## start Provided records
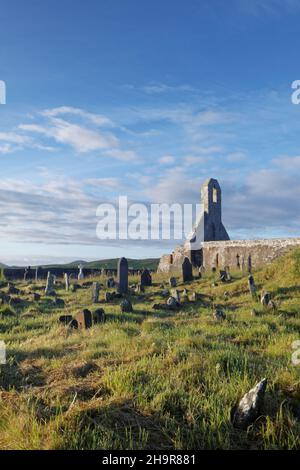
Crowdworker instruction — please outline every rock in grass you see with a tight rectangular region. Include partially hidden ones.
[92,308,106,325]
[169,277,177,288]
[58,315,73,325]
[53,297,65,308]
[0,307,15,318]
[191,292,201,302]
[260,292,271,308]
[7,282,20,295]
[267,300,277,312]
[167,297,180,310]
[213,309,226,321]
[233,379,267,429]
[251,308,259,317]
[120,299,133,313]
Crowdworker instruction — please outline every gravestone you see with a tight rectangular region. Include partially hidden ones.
## end Provided records
## start Provided records
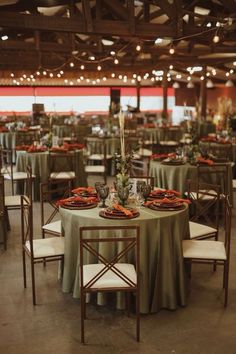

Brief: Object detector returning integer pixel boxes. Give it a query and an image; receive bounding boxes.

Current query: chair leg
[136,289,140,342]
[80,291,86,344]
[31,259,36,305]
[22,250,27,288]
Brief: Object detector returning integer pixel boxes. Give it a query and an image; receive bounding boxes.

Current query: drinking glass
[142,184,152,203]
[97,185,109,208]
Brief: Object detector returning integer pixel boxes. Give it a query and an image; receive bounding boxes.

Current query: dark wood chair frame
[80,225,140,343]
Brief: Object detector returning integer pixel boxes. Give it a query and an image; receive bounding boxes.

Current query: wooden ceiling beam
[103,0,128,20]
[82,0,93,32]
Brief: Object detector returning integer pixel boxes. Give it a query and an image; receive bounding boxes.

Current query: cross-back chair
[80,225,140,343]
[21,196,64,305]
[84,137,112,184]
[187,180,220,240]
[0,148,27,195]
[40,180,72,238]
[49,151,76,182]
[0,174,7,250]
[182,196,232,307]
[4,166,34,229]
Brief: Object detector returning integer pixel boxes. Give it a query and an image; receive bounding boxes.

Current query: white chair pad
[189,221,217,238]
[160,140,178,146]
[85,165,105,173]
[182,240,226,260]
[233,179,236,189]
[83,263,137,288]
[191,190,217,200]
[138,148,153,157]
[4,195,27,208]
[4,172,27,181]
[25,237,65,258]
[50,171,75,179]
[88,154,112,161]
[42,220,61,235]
## end Provided records
Copy the records from the line with "Crowdworker instruction — please outline every rock" to the line with "[120,299,133,313]", renaming "rock" as "stone" and keeping everything else the same.

Finished answer:
Crowdworker instruction — please outline every stone in grass you see with a tight rectangular region. Include partially hidden ones.
[92,308,106,325]
[169,277,177,288]
[58,315,73,325]
[53,297,65,308]
[0,307,15,318]
[191,292,201,302]
[260,292,271,308]
[7,282,20,295]
[267,300,277,312]
[167,297,180,310]
[213,309,226,321]
[233,379,267,429]
[251,308,259,317]
[120,299,133,313]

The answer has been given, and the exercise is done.